*Passage to read:*
RE: [Lse-tech] RE: [PATCH] HUGETLB memory commitment

From: Chen, Kenneth W <kenneth.w.chen_at_intel.com>
Date: 2004-04-06 03:01:21
>>>> Ray Bryant wrote on Mon, April 05, 2004 8:27 AM
> Chen, Kenneth W wrote:
>
> >
> > A simple counter won't work for different file offset mapping.  It has to
> > be some sort of per-inode, per-block reservation tracking.  I think we are
> > steering in the right direction though.
> >
> >
>
> OK, pardon my question about test code, that is trivial enough I guess.
>
> Anyway, the only way I can see to make this work with non-zero offset is to
> hang a list of segment descriptors (offset and size) for each reserved segment
> off of the inode.  Then when a new mapping comes in, we search the segment
> list to see if the new offset and size overlaps with any of the existing
> reserved segments.  If it doesn't, then we make a new reservation (and request
> file system quota) for the current size, and add the current request to the
> reserved segment list.  If it does, and it fits entirely in a previously
> reserved segement, then no change to reservation/quota needs to be made.  If
> it only partially fits, then we need to make a new reservation/quota request
> for the number of new huge pages required and update the overlapping segment's
> length to reflect the new reservation.

*Information:*
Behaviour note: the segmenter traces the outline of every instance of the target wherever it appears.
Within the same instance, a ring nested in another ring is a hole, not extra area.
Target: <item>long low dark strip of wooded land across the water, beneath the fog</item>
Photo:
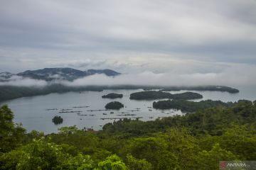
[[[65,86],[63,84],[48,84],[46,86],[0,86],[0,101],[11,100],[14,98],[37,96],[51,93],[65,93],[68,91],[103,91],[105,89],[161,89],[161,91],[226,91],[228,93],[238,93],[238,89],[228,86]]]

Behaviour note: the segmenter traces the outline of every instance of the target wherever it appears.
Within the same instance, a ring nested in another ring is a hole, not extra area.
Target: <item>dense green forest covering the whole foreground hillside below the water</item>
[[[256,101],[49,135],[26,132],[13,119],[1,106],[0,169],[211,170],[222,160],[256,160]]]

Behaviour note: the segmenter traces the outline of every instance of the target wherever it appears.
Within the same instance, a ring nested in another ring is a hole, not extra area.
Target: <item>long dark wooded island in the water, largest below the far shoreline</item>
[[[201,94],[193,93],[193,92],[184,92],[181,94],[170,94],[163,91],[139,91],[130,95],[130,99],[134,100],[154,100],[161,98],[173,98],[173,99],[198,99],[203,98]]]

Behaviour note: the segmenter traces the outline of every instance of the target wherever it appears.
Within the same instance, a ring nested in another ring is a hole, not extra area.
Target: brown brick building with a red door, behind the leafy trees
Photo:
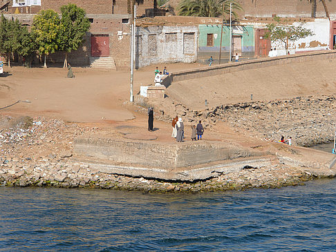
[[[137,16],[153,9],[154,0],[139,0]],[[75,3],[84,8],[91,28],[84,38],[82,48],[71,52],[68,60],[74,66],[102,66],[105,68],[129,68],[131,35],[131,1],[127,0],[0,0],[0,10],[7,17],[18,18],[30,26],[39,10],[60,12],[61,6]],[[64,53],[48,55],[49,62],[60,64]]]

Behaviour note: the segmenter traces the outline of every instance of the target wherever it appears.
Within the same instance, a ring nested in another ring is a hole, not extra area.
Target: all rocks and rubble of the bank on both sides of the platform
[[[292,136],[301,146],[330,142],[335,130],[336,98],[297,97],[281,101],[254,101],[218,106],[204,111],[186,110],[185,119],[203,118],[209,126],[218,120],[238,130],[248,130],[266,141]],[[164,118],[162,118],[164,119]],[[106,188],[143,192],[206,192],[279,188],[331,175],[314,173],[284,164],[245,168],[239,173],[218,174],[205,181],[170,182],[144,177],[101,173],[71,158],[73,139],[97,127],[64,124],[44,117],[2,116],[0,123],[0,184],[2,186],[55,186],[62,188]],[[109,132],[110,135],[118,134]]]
* * *
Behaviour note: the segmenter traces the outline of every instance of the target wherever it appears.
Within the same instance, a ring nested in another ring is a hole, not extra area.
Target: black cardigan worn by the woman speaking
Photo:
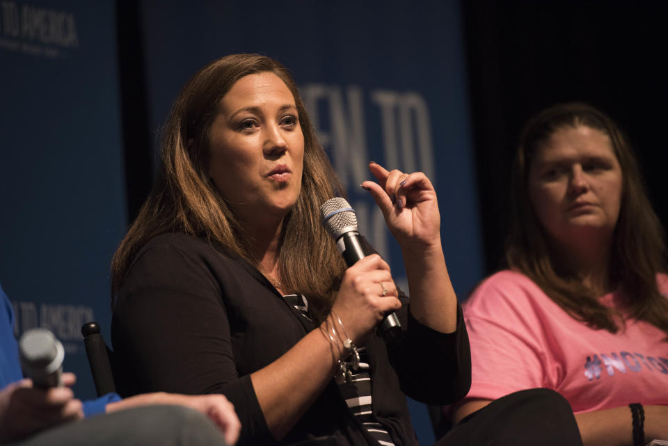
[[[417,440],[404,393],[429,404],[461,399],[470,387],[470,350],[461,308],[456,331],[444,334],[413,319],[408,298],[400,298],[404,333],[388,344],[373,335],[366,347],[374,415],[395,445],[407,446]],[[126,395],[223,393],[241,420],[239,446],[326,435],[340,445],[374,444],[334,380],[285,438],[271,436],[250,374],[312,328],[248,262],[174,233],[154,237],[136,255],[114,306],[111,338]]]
---
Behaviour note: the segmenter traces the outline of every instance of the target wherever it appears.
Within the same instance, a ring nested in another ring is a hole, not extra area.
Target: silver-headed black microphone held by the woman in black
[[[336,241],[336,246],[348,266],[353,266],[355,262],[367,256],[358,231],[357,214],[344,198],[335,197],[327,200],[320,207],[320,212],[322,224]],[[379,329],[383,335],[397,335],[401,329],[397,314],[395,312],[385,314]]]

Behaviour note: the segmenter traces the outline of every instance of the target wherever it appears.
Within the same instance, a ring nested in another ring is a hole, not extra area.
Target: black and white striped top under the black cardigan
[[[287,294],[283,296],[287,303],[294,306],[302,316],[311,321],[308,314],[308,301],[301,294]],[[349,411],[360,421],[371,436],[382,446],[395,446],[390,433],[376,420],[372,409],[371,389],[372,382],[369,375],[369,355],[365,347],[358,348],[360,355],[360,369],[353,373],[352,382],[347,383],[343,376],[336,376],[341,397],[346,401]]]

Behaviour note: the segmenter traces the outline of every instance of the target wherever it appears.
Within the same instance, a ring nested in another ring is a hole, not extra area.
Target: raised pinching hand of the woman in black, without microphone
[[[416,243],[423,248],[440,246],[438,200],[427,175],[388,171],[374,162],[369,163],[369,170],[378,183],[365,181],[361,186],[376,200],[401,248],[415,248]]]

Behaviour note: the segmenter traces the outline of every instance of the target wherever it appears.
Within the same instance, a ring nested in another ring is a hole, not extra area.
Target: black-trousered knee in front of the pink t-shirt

*Task requirements:* Repeat a stretch of the HUGETLB memory commitment post word for word, starting at "From: Chen, Kenneth" and stopping after "enough I guess.".

*Output below:*
From: Chen, Kenneth W <kenneth.w.chen_at_intel.com>
Date: 2004-04-06 03:01:21
>>>> Ray Bryant wrote on Mon, April 05, 2004 8:27 AM
> Chen, Kenneth W wrote:
>
> >
> > A simple counter won't work for different file offset mapping.  It has to
> > be some sort of per-inode, per-block reservation tracking.  I think we are
> > steering in the right direction though.
> >
> >
>
> OK, pardon my question about test code, that is trivial enough I guess.